> Instructions to follow
Reproduce the records below in their entirety, character for character.
— begin Task material —
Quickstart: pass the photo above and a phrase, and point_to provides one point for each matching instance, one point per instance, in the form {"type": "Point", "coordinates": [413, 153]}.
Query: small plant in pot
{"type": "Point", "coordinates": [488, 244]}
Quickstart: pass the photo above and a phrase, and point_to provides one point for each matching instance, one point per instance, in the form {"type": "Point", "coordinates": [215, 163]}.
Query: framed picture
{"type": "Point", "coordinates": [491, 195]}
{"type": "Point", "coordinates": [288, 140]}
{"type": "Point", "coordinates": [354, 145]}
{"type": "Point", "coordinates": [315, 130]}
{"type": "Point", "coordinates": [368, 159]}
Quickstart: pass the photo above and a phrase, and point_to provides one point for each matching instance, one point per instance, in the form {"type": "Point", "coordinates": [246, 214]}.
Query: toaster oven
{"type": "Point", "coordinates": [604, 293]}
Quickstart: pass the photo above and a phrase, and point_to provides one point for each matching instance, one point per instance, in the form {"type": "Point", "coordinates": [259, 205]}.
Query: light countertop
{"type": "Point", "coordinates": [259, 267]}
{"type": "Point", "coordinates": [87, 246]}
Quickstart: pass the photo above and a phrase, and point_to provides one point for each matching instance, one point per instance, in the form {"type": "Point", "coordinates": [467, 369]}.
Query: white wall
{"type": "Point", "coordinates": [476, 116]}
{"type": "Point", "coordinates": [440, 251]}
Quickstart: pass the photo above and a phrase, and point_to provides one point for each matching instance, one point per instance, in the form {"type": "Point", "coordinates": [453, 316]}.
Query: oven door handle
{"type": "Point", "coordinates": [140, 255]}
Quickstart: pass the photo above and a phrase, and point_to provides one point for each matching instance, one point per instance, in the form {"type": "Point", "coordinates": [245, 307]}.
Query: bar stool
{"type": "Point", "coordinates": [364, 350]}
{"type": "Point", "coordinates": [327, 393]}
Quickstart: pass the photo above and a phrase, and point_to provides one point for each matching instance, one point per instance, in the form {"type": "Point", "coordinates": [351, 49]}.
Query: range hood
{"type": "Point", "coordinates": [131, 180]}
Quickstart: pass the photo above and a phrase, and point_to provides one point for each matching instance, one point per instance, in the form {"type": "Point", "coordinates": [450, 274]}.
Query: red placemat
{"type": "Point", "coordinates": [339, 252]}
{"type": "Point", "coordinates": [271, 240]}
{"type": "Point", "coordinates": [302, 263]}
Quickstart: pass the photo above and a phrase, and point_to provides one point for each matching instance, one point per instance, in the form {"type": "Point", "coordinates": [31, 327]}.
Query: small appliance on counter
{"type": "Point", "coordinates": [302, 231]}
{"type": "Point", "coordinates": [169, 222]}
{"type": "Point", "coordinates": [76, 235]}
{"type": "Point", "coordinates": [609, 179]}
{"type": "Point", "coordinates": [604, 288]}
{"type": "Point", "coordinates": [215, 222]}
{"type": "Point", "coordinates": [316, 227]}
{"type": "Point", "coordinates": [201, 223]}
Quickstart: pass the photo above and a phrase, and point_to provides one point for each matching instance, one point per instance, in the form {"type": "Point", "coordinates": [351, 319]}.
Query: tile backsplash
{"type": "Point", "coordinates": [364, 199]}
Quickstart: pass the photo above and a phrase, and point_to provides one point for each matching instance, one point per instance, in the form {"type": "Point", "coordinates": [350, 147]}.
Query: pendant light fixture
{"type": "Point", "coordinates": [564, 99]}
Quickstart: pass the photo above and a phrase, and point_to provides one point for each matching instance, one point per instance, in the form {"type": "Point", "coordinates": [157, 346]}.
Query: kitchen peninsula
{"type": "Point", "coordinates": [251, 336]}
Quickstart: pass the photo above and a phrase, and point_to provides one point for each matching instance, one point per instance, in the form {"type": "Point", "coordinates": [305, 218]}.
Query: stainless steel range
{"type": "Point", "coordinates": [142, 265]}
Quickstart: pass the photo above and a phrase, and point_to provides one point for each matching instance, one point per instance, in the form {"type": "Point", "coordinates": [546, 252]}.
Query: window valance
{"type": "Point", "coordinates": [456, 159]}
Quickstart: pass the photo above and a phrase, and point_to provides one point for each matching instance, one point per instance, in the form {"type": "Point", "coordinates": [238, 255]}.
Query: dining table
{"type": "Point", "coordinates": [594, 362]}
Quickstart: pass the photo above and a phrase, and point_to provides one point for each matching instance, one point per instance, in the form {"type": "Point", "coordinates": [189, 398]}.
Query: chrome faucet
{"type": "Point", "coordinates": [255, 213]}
— end Task material —
> Written solution
Quickstart: pass the photo above and a phrase, and point_to provides one point for each matching instance, one point per instance, in the form {"type": "Point", "coordinates": [413, 153]}.
Query: small plant in pot
{"type": "Point", "coordinates": [488, 244]}
Quickstart: pass the photo above and a phrase, and point_to provides one point for each matching instance, one point per instance, in the form {"type": "Point", "coordinates": [215, 163]}.
Query: framed picture
{"type": "Point", "coordinates": [491, 195]}
{"type": "Point", "coordinates": [288, 140]}
{"type": "Point", "coordinates": [354, 145]}
{"type": "Point", "coordinates": [315, 130]}
{"type": "Point", "coordinates": [368, 159]}
Quickstart: pass the photo above and a phrase, and point_to provides one point for each matching instance, one point per instance, in the form {"type": "Point", "coordinates": [246, 214]}.
Query: toaster oven
{"type": "Point", "coordinates": [604, 293]}
Quickstart: pass the photo above and a phrase, and point_to provides one point for each matching instance, one point per instance, in the form {"type": "Point", "coordinates": [259, 205]}.
Query: light countertop
{"type": "Point", "coordinates": [259, 267]}
{"type": "Point", "coordinates": [87, 246]}
Quickstart: pass the photo above and a phrase, and point_to provides one point for each matching instance, one point per instance, in the form {"type": "Point", "coordinates": [467, 369]}.
Query: white wall
{"type": "Point", "coordinates": [476, 116]}
{"type": "Point", "coordinates": [440, 251]}
Quickstart: pass the photo above and a phrase, and point_to provides one point for each matching instance, one point per instance, in the form {"type": "Point", "coordinates": [453, 316]}.
Query: oven door handle
{"type": "Point", "coordinates": [140, 255]}
Quickstart: pass the photo above and a phrase, and point_to provides one point for each matching instance, one point per instance, in the form {"type": "Point", "coordinates": [245, 307]}.
Query: bar stool
{"type": "Point", "coordinates": [364, 350]}
{"type": "Point", "coordinates": [327, 393]}
Quickstart: pass the photo above and a phrase, and point_to provides one point for each matching instance, one point per instance, in the form {"type": "Point", "coordinates": [351, 49]}.
Query: range hood
{"type": "Point", "coordinates": [131, 180]}
Quickstart: pass the photo above and a phrase, and point_to provides one point for each matching instance, one point per instance, in the form {"type": "Point", "coordinates": [450, 274]}.
Query: red placemat
{"type": "Point", "coordinates": [339, 252]}
{"type": "Point", "coordinates": [271, 240]}
{"type": "Point", "coordinates": [302, 263]}
Quickstart: pass the photo above and a phrase, and point_to provides one point for each matching instance, one point per instance, in the form {"type": "Point", "coordinates": [31, 327]}.
Query: small appliance on counter
{"type": "Point", "coordinates": [302, 231]}
{"type": "Point", "coordinates": [169, 222]}
{"type": "Point", "coordinates": [76, 235]}
{"type": "Point", "coordinates": [609, 179]}
{"type": "Point", "coordinates": [604, 288]}
{"type": "Point", "coordinates": [215, 222]}
{"type": "Point", "coordinates": [316, 227]}
{"type": "Point", "coordinates": [201, 223]}
Quickstart: pass the photo above and a phrase, and point_to provides one point for each matching instance, one point per instance, in the form {"type": "Point", "coordinates": [351, 319]}.
Query: tile backsplash
{"type": "Point", "coordinates": [364, 199]}
Quickstart: pass the photo above and a phrase, and point_to provides one point for each matching instance, one point per instance, in the form {"type": "Point", "coordinates": [350, 147]}.
Query: pendant light fixture
{"type": "Point", "coordinates": [564, 99]}
Quickstart: pass the photo above and a phrase, and point_to provides one point for each matching instance, one point per instance, in the form {"type": "Point", "coordinates": [157, 346]}.
Query: kitchen peninsula
{"type": "Point", "coordinates": [251, 336]}
Quickstart: pass the photo above and a phrase, and point_to provides one point for each matching instance, one point per instance, in the form {"type": "Point", "coordinates": [305, 218]}.
Query: stainless steel range
{"type": "Point", "coordinates": [142, 265]}
Quickstart: pass the photo above and a phrase, and point_to provides one point for each matching instance, one point per instance, in the form {"type": "Point", "coordinates": [546, 252]}.
Query: window valance
{"type": "Point", "coordinates": [456, 159]}
Quickstart: pass the photo above and a phrase, and point_to provides one point for each matching instance, one point per instance, in the form {"type": "Point", "coordinates": [238, 255]}.
Query: dining table
{"type": "Point", "coordinates": [594, 362]}
Quickstart: pass the photo above and a phrase, and point_to provides one point for each matching instance, one point per instance, in the form {"type": "Point", "coordinates": [189, 398]}.
Query: chrome faucet
{"type": "Point", "coordinates": [255, 213]}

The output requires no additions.